*** PROVIDED DATA Section Begins ***
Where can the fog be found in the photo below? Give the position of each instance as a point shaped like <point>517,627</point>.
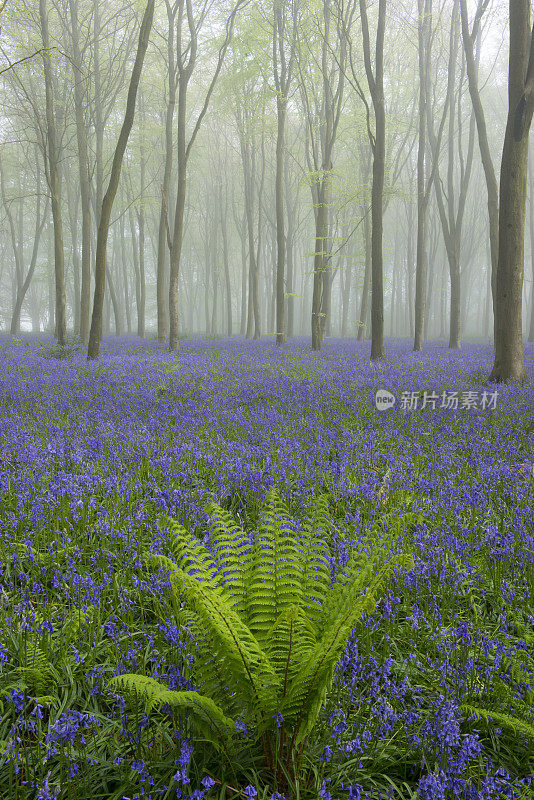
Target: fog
<point>239,219</point>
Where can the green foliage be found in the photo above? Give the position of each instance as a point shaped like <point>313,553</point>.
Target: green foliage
<point>73,344</point>
<point>266,620</point>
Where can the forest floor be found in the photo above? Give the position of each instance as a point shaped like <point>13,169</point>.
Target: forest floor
<point>93,454</point>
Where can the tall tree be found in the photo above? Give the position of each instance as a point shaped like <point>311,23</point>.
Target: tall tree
<point>83,170</point>
<point>509,361</point>
<point>186,59</point>
<point>53,178</point>
<point>424,8</point>
<point>323,113</point>
<point>375,80</point>
<point>469,38</point>
<point>95,334</point>
<point>282,72</point>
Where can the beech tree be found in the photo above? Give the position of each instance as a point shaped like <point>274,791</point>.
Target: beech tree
<point>509,361</point>
<point>95,334</point>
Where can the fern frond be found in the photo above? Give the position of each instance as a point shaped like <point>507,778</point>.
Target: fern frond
<point>315,558</point>
<point>207,715</point>
<point>276,584</point>
<point>311,682</point>
<point>245,660</point>
<point>234,553</point>
<point>190,554</point>
<point>289,643</point>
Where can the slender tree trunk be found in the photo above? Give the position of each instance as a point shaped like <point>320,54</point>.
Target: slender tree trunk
<point>54,183</point>
<point>509,362</point>
<point>364,307</point>
<point>141,224</point>
<point>223,206</point>
<point>178,232</point>
<point>95,334</point>
<point>485,152</point>
<point>280,233</point>
<point>425,7</point>
<point>165,187</point>
<point>531,220</point>
<point>376,87</point>
<point>83,171</point>
<point>125,277</point>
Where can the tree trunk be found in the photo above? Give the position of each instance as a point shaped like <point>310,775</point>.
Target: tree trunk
<point>281,105</point>
<point>95,334</point>
<point>364,307</point>
<point>54,183</point>
<point>165,187</point>
<point>141,224</point>
<point>509,361</point>
<point>83,171</point>
<point>485,152</point>
<point>424,29</point>
<point>531,218</point>
<point>376,87</point>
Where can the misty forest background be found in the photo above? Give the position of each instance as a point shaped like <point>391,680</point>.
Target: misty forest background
<point>232,79</point>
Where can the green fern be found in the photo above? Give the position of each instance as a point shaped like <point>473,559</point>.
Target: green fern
<point>269,627</point>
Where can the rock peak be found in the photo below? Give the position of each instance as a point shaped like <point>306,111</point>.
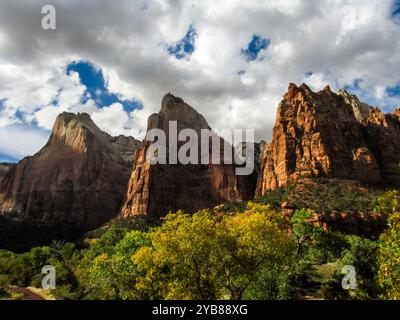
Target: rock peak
<point>170,100</point>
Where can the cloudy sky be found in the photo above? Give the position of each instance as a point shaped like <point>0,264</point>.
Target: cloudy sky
<point>232,60</point>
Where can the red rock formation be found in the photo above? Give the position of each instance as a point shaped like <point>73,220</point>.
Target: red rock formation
<point>318,134</point>
<point>75,183</point>
<point>155,190</point>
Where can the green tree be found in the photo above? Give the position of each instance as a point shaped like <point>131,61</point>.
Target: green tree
<point>201,256</point>
<point>389,259</point>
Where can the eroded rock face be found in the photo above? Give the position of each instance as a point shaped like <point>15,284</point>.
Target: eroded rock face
<point>155,190</point>
<point>75,183</point>
<point>361,110</point>
<point>320,134</point>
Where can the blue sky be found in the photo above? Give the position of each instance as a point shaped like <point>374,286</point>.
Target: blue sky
<point>255,46</point>
<point>234,71</point>
<point>184,48</point>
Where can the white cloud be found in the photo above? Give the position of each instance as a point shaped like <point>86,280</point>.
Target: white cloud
<point>19,141</point>
<point>338,41</point>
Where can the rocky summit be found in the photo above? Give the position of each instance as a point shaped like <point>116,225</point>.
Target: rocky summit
<point>75,183</point>
<point>155,190</point>
<point>326,134</point>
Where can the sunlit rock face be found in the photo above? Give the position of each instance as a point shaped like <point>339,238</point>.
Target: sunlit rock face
<point>330,135</point>
<point>156,189</point>
<point>75,183</point>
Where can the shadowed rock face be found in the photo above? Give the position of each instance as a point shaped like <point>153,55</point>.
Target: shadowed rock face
<point>75,183</point>
<point>325,134</point>
<point>155,190</point>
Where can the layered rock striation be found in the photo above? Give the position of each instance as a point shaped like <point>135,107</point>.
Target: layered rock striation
<point>75,183</point>
<point>156,189</point>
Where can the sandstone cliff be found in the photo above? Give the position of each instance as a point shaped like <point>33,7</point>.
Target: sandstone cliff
<point>155,190</point>
<point>75,183</point>
<point>330,135</point>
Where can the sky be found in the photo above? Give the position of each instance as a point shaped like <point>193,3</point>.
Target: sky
<point>232,60</point>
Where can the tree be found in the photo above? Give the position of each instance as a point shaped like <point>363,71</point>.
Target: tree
<point>202,256</point>
<point>106,270</point>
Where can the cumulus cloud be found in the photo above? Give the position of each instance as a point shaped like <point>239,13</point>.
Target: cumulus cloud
<point>138,45</point>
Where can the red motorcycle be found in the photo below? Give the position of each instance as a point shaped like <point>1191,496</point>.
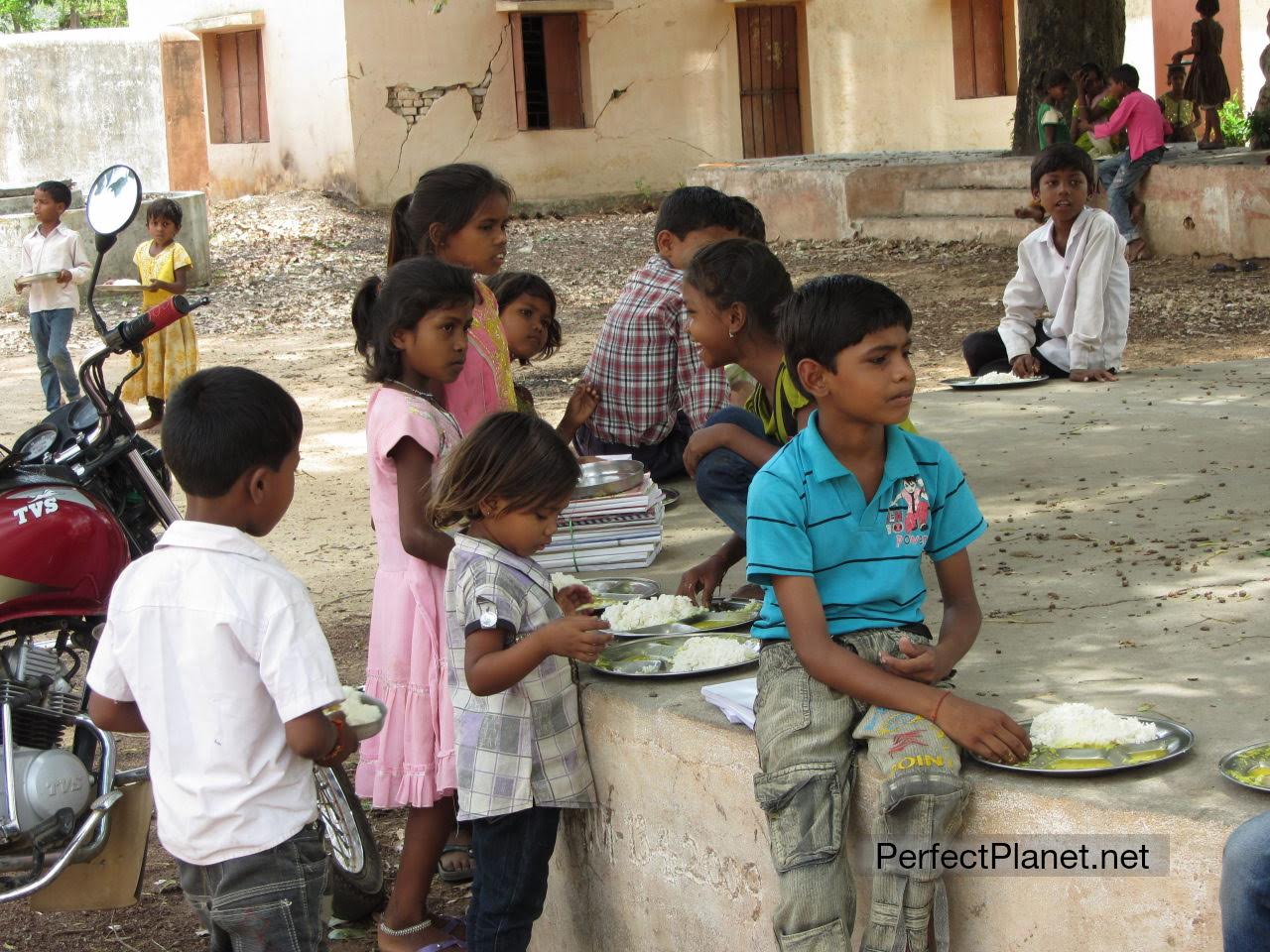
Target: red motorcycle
<point>81,494</point>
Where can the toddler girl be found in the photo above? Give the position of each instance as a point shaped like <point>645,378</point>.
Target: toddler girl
<point>526,304</point>
<point>458,213</point>
<point>172,354</point>
<point>521,756</point>
<point>412,329</point>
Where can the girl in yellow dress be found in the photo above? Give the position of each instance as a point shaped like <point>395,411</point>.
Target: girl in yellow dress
<point>172,354</point>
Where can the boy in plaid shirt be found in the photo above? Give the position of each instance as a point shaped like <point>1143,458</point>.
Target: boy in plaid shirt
<point>653,388</point>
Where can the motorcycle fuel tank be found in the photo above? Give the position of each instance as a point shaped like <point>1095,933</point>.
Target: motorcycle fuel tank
<point>60,552</point>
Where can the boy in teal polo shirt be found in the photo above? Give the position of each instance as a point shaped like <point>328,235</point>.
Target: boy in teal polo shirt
<point>837,525</point>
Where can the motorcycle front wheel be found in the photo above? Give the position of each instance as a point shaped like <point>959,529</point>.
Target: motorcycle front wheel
<point>357,881</point>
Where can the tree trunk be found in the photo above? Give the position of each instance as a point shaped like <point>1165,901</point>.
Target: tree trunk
<point>1062,35</point>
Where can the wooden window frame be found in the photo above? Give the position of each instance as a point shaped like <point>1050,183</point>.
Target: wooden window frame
<point>234,66</point>
<point>564,64</point>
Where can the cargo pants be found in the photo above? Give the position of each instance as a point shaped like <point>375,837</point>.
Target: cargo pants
<point>808,738</point>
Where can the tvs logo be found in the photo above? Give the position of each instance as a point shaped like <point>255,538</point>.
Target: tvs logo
<point>910,513</point>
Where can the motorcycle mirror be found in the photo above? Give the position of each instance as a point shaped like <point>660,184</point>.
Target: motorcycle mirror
<point>113,200</point>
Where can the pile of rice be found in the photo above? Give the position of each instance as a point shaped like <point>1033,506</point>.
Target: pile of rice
<point>708,652</point>
<point>357,711</point>
<point>647,612</point>
<point>996,377</point>
<point>1082,725</point>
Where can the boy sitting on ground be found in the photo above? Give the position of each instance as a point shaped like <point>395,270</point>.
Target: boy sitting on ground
<point>1072,267</point>
<point>214,649</point>
<point>838,524</point>
<point>653,388</point>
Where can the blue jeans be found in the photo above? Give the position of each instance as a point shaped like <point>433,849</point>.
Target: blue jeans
<point>512,855</point>
<point>1120,177</point>
<point>51,330</point>
<point>268,901</point>
<point>1246,888</point>
<point>724,476</point>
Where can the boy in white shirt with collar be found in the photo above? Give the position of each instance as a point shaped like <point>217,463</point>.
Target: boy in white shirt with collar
<point>1072,267</point>
<point>214,649</point>
<point>53,302</point>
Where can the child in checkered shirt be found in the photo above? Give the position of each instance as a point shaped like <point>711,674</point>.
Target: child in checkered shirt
<point>512,643</point>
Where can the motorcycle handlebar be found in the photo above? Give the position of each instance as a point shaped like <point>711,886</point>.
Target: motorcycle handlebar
<point>130,334</point>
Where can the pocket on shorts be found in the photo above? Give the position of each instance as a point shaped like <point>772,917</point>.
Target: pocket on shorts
<point>806,807</point>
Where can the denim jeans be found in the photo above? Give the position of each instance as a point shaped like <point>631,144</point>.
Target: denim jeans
<point>512,855</point>
<point>724,476</point>
<point>808,735</point>
<point>268,901</point>
<point>1246,888</point>
<point>663,461</point>
<point>50,330</point>
<point>1120,177</point>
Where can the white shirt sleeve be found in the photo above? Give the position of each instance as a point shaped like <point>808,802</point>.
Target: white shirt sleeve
<point>1088,321</point>
<point>295,661</point>
<point>1024,302</point>
<point>105,675</point>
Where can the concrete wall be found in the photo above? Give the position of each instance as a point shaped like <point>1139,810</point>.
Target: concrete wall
<point>118,261</point>
<point>307,71</point>
<point>79,100</point>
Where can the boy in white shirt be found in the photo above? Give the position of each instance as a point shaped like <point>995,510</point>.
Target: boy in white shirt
<point>1074,268</point>
<point>53,302</point>
<point>214,649</point>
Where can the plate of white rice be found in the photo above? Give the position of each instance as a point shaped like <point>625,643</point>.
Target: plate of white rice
<point>1076,740</point>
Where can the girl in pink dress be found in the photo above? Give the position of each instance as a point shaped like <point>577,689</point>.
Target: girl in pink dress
<point>412,329</point>
<point>458,213</point>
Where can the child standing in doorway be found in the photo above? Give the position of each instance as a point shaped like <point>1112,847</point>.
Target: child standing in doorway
<point>412,329</point>
<point>53,301</point>
<point>458,214</point>
<point>513,642</point>
<point>172,354</point>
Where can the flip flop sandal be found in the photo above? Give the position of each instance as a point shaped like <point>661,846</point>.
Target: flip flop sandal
<point>454,875</point>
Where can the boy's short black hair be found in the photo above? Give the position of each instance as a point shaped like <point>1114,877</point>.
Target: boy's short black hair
<point>164,208</point>
<point>1127,73</point>
<point>749,220</point>
<point>828,315</point>
<point>695,207</point>
<point>58,190</point>
<point>223,421</point>
<point>1062,157</point>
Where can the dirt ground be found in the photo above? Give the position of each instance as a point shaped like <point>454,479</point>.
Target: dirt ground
<point>286,268</point>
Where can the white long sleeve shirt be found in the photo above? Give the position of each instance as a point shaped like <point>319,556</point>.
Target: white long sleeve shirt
<point>60,250</point>
<point>1086,293</point>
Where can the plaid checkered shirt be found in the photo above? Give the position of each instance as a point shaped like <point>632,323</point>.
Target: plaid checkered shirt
<point>647,367</point>
<point>524,747</point>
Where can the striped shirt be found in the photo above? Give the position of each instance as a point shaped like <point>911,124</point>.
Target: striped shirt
<point>522,747</point>
<point>647,367</point>
<point>808,517</point>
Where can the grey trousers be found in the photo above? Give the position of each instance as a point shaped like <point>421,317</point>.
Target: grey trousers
<point>808,739</point>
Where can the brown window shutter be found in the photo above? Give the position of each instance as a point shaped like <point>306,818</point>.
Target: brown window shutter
<point>564,70</point>
<point>522,105</point>
<point>231,99</point>
<point>989,49</point>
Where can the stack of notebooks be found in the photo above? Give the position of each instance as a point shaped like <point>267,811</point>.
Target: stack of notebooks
<point>608,532</point>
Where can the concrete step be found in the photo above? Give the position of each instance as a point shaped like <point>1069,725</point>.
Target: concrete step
<point>1001,231</point>
<point>976,202</point>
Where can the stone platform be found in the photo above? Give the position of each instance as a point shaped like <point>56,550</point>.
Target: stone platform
<point>1125,567</point>
<point>1206,203</point>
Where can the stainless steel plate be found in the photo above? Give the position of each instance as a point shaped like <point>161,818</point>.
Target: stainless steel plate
<point>608,477</point>
<point>973,382</point>
<point>1171,740</point>
<point>651,657</point>
<point>1248,767</point>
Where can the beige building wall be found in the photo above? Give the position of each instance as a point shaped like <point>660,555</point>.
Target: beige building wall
<point>307,91</point>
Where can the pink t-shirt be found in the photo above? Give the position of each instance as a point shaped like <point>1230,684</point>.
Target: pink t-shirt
<point>1141,116</point>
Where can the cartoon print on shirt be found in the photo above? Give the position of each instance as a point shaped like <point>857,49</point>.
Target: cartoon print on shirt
<point>910,513</point>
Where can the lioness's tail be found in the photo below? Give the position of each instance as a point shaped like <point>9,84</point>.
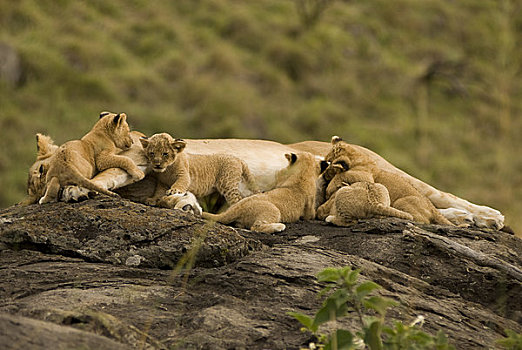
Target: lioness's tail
<point>390,211</point>
<point>249,178</point>
<point>80,180</point>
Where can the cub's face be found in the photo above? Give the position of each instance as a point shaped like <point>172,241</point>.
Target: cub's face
<point>117,128</point>
<point>161,150</point>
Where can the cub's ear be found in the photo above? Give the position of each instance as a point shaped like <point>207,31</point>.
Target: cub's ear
<point>336,139</point>
<point>144,141</point>
<point>292,157</point>
<point>323,164</point>
<point>178,144</point>
<point>119,119</point>
<point>44,145</point>
<point>41,170</point>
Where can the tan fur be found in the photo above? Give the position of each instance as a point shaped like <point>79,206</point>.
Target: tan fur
<point>77,161</point>
<point>403,195</point>
<point>186,202</point>
<point>45,149</point>
<point>362,200</point>
<point>179,172</point>
<point>292,199</point>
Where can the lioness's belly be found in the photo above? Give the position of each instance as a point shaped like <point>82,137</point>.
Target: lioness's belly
<point>264,158</point>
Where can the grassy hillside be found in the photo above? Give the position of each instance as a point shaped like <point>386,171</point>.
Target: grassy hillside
<point>434,86</point>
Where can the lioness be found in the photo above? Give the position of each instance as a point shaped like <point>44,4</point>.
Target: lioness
<point>178,172</point>
<point>402,194</point>
<point>76,162</point>
<point>362,200</point>
<point>292,198</point>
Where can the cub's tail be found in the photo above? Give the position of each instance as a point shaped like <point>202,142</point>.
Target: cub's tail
<point>390,211</point>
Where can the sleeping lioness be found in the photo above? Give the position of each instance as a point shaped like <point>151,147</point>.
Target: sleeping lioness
<point>264,158</point>
<point>76,162</point>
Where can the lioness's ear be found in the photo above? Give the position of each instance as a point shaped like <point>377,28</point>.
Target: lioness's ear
<point>104,113</point>
<point>178,144</point>
<point>336,139</point>
<point>292,157</point>
<point>144,141</point>
<point>342,165</point>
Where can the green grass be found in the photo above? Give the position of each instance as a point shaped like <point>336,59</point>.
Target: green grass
<point>434,86</point>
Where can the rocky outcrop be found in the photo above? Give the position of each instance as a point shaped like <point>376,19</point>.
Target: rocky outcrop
<point>114,274</point>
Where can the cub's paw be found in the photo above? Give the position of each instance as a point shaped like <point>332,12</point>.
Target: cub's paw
<point>75,194</point>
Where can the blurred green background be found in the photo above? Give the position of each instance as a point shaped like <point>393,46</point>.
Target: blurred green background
<point>434,86</point>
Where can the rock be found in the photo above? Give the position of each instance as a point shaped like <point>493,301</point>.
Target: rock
<point>10,65</point>
<point>145,277</point>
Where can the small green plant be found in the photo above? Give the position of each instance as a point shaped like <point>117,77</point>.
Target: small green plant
<point>513,341</point>
<point>346,295</point>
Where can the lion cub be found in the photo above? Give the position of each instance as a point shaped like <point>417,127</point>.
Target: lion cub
<point>76,162</point>
<point>348,202</point>
<point>362,200</point>
<point>202,174</point>
<point>293,198</point>
<point>403,195</point>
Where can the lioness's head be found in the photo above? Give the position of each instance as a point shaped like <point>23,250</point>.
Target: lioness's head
<point>161,150</point>
<point>115,126</point>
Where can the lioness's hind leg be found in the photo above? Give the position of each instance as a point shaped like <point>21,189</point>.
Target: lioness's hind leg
<point>75,194</point>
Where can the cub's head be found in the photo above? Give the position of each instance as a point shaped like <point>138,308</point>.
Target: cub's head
<point>161,150</point>
<point>345,154</point>
<point>45,149</point>
<point>115,126</point>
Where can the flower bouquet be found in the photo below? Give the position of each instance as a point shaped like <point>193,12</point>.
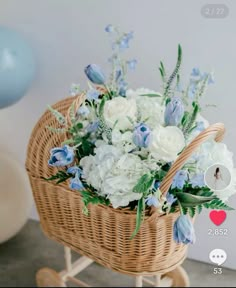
*** PROVIDED DATA Section Ends ***
§ **PROMPT**
One number answers this exercise: the count of lines above in which the word "below" appears.

§ **ANSWER BOX**
5